→ **WORK TO COMPLETE**
The entries below should be written out again exactly as they stand.

→ **DATA RECORDS**
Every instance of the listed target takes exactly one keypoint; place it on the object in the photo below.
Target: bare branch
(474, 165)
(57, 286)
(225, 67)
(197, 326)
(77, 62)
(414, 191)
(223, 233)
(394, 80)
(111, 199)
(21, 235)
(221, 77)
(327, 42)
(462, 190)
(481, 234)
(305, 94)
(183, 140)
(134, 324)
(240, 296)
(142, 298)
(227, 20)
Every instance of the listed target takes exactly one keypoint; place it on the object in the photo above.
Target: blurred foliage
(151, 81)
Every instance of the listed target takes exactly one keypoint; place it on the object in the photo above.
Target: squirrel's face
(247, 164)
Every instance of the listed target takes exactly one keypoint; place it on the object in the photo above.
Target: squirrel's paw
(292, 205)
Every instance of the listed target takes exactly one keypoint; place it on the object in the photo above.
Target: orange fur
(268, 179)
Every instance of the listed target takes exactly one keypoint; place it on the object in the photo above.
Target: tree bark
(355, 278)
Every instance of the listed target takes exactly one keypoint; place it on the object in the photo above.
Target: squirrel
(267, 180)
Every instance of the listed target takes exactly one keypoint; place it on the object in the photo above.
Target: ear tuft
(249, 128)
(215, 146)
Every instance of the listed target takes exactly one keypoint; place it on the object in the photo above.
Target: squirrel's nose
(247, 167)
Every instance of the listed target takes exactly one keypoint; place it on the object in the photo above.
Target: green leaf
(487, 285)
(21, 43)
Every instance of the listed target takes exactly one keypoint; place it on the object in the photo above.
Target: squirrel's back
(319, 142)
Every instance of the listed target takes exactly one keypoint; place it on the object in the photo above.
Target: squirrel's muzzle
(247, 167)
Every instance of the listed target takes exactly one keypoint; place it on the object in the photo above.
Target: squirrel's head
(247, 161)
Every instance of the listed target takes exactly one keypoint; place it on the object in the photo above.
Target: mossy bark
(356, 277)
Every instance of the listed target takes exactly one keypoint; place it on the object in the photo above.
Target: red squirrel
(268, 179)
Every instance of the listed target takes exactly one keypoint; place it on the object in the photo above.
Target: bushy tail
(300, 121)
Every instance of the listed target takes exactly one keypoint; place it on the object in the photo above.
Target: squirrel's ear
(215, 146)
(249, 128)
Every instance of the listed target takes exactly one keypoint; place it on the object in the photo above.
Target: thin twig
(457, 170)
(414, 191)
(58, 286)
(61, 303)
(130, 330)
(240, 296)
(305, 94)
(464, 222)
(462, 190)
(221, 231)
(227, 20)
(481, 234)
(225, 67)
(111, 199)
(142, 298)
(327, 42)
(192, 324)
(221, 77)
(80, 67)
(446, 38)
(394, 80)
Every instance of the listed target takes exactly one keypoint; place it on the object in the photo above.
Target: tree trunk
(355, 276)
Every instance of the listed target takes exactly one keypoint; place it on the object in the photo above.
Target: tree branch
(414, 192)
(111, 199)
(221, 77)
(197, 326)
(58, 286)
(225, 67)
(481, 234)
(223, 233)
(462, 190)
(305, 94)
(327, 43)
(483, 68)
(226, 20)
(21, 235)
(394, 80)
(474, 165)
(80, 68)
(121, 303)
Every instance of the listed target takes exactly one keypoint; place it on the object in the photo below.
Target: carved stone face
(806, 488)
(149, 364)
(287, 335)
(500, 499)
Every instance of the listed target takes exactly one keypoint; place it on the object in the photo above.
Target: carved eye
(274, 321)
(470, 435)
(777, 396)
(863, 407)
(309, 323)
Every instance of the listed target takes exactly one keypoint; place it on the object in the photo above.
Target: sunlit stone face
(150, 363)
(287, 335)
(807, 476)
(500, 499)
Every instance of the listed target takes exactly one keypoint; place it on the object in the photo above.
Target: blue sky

→ **RESULT FOR THIS EXERCISE**
Every instance of the listed target takes exactly one keypoint; place it on the object in the photo below.
Target: bare branch
(474, 165)
(57, 286)
(225, 67)
(197, 326)
(77, 62)
(414, 191)
(223, 233)
(394, 80)
(111, 199)
(21, 235)
(221, 77)
(327, 42)
(462, 190)
(481, 234)
(305, 94)
(183, 140)
(134, 324)
(240, 296)
(142, 298)
(227, 20)
Every instance of the listed target takes exactly one keypoint; place it on the object in the photo above.
Target: blurred foliage
(151, 81)
Every instance of the listed target takes exactly one keypoint; place it on the object in the photo above.
Target: squirrel's face
(247, 164)
Every instance of the listed target takes exactly one keypoint; place it on the object in the photo above.
Target: squirrel's paw
(292, 205)
Every instance of the listed target takes exactly one keypoint; place it on the object in the photo above.
Target: orange fur
(268, 179)
Every instance of the listed target takes exactly one keypoint; place it on the object in the photo above.
Target: tree bark
(355, 278)
Every instance of the listed target takes exactly one keypoint; place it on the object in the photo above.
Target: squirrel
(267, 180)
Every instance of the listed target takes exactly one keypoint; place it on the object in the photo above.
Target: ear tuft
(249, 128)
(215, 146)
Every instance of the listed target takes exactly one keypoint; place it on the object in the photo above.
Target: squirrel's nose
(247, 167)
Every instance of the listed target takes exactly one keypoint; place it on the object in the photo above.
Target: green leaf
(487, 285)
(21, 43)
Every instance of the listed target takes exactly one keypoint; place it on the object in the photo above.
Target: squirrel's back
(319, 142)
Every instance of the listed target takes exactly one keypoint; place it on the object in the photo above.
Target: squirrel's muzzle
(247, 167)
Every instance of the listed target takes exactly one keypoint; place it on the object in the photo above.
Target: squirrel's head
(247, 161)
Every instance of the listed target takes exactly one keypoint; place it on the object in the photo above.
Target: mossy bark
(356, 277)
Every instance of the listed target takes exactly one keypoint; place it on the object in the photo above.
Target: red squirrel
(268, 179)
Every instance of the listed target takes exactly one keypoint; place it on the object in the photo above.
Target: bushy tail
(300, 121)
Every instance of the listed target takes exactly one keypoint; place it on the object in the photo above.
Target: squirrel's ear
(215, 146)
(249, 128)
Every instance of the listed target takes exactly one keypoint; place it on the object in the photo above.
Target: thin twig
(457, 170)
(414, 191)
(58, 286)
(61, 303)
(130, 330)
(240, 296)
(305, 94)
(464, 222)
(462, 190)
(221, 231)
(227, 20)
(481, 234)
(225, 67)
(111, 199)
(142, 298)
(327, 42)
(192, 324)
(221, 77)
(80, 67)
(446, 38)
(394, 80)
Every instance of the listed target takes exactly one keypoint; place it on the object in the photo above.
Target: tree trunk
(355, 276)
Every instance of the listed target takes exactly one keypoint; place it on the object in the photo above.
Target: tree branch
(414, 192)
(111, 199)
(221, 77)
(197, 326)
(58, 286)
(225, 67)
(481, 234)
(223, 233)
(462, 190)
(305, 94)
(327, 43)
(483, 68)
(226, 20)
(21, 235)
(394, 80)
(474, 165)
(80, 68)
(121, 303)
Every instance of the listed target takes exactly one keypoint; place it on the object in the photo below.
Target: carved stone face
(806, 488)
(149, 364)
(287, 335)
(500, 499)
Every instance of the listed target takes exactly one keypoint; place it on the object in the photo above.
Target: carved eye
(274, 321)
(470, 435)
(777, 396)
(863, 407)
(309, 323)
Every instance of the listed target takes exactly one keypoint; place it on the object in the photo above.
Target: sunlit stone face
(150, 363)
(287, 335)
(807, 476)
(500, 499)
Every instance of the listed target takes exactly one keypoint; place it on the object in the photo above.
Target: blue sky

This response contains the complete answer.